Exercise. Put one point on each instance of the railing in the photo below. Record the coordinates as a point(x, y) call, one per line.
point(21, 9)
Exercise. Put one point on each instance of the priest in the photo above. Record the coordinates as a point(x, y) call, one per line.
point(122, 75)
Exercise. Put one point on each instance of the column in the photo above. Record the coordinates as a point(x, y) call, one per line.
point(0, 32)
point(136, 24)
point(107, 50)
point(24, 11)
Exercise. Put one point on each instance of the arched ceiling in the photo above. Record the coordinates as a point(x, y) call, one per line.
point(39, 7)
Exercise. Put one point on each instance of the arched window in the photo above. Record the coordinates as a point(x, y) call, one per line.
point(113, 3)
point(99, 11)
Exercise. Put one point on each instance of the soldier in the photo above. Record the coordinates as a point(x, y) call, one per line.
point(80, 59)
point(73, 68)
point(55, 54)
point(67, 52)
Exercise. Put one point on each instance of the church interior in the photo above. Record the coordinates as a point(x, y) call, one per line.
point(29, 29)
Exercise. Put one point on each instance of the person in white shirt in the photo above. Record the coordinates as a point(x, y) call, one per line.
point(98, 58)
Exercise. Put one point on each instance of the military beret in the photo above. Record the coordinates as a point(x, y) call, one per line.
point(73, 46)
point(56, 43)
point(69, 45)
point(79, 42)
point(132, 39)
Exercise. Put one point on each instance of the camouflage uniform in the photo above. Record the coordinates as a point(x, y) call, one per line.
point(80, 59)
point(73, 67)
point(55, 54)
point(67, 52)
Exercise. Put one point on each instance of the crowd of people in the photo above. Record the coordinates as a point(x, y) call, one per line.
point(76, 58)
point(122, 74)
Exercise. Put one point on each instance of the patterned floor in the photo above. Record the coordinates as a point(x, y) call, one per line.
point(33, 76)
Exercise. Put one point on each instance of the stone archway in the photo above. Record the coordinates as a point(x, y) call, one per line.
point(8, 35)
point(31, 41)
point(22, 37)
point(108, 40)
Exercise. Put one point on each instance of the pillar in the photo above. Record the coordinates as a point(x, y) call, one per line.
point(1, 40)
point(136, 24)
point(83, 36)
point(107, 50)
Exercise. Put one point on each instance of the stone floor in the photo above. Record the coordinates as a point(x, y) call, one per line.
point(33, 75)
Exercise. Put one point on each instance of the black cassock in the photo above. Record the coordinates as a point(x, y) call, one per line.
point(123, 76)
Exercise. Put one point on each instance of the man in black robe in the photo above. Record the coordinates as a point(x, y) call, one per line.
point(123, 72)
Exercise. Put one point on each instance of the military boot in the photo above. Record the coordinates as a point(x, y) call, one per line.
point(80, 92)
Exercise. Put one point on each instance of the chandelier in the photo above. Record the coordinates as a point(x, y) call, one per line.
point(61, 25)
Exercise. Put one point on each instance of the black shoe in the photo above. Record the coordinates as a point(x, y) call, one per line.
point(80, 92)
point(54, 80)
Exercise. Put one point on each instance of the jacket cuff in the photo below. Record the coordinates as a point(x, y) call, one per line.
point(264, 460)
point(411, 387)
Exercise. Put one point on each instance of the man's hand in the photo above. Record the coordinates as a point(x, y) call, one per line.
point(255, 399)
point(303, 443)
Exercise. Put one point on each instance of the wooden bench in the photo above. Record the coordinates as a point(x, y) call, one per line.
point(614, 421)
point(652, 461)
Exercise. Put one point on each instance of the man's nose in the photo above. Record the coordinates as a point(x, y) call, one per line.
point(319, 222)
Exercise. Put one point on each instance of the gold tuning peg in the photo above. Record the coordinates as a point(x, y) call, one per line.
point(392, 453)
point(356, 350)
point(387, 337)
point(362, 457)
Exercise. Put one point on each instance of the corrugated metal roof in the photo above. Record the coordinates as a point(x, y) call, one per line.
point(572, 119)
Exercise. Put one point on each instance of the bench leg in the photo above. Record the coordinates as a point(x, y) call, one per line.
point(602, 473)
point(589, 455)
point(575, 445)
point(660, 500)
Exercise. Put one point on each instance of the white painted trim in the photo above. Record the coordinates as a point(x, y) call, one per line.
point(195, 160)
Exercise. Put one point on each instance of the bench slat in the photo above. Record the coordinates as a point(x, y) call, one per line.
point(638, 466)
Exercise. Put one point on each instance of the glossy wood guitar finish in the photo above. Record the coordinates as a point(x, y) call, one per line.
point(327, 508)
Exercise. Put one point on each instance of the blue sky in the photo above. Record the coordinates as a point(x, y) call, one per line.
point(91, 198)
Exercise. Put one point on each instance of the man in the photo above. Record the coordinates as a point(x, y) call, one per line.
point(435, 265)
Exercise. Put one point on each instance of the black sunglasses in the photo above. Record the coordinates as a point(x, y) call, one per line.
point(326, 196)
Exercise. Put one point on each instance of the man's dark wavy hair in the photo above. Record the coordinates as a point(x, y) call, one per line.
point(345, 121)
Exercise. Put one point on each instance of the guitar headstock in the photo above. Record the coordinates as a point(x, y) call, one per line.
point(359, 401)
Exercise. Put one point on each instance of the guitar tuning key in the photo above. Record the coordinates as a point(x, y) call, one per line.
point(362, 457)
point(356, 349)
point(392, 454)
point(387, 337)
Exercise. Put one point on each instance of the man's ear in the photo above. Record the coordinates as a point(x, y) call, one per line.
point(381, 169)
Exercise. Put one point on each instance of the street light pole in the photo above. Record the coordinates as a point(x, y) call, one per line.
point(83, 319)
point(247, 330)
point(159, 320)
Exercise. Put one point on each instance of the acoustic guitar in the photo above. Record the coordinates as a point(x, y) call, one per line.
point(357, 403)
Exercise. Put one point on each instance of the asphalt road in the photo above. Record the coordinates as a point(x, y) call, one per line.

PROBLEM DESCRIPTION: Return every line from the one holding "Exercise. Put one point on each instance of the guitar tuning" through the end of the data, exactly as it appears, with both ends kept and nothing else.

COMPLETE OUTPUT:
Exercise. Put one point on each instance of the guitar tuning key in the photo above. Record the coordinates as a point(x, y) call, one per line.
point(362, 457)
point(356, 349)
point(392, 454)
point(387, 337)
Exercise. Put one point on each instance of the man's ear in the photo above. Record the coordinates as a point(x, y) call, one per line.
point(381, 169)
Exercise. Put one point on each instance of the street light pole in the photo above. Record the coordinates as a point(x, y) call, one per line.
point(83, 319)
point(247, 330)
point(159, 320)
Exercise. Put one point on each instance of the acoustic guitar in the photo above. Record the coordinates as a point(x, y) call, one per line.
point(357, 403)
Exercise. Put one point on each instance of the asphalt road in the photo above. Record the coordinates as a point(x, y) call, one per line.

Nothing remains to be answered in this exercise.